● **Task details**:
Could you restate exactly the lines that begin at the line with "Target: utility pole" and end at the final line of the data?
========
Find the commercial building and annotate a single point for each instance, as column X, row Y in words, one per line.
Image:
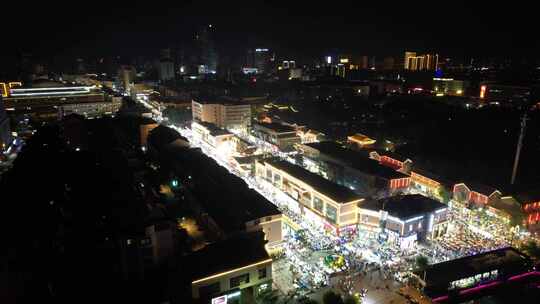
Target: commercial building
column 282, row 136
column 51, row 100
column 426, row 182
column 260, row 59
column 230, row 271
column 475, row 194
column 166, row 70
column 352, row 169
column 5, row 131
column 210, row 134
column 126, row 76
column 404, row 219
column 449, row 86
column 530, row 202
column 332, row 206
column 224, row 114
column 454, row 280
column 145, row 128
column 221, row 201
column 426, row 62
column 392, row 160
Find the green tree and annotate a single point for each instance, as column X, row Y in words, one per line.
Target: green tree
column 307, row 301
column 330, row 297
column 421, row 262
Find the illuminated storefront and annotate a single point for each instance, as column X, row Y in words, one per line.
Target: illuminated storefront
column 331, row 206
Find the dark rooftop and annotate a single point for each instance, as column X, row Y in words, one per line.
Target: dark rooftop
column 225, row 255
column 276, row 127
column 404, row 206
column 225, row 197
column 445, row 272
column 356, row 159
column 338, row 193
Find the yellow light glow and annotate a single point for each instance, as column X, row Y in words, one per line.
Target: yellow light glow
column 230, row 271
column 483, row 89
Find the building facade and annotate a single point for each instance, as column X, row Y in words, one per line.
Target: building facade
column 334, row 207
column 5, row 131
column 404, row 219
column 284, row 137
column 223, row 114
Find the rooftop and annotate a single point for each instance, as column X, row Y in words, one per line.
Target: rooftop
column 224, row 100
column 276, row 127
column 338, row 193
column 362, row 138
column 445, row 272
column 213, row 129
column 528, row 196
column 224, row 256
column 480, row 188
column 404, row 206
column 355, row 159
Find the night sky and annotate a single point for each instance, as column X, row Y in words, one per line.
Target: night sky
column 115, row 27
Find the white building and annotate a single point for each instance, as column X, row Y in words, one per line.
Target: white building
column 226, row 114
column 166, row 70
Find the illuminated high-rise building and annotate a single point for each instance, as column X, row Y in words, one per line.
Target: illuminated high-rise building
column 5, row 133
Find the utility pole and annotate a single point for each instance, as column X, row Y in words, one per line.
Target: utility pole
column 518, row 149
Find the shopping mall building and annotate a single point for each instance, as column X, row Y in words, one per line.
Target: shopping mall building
========
● **Task answer**:
Target: utility pole
column 518, row 149
Find the shopping mall building and annotate a single point for each instance, as column X, row Y in words, one per line.
Target: shopping mall building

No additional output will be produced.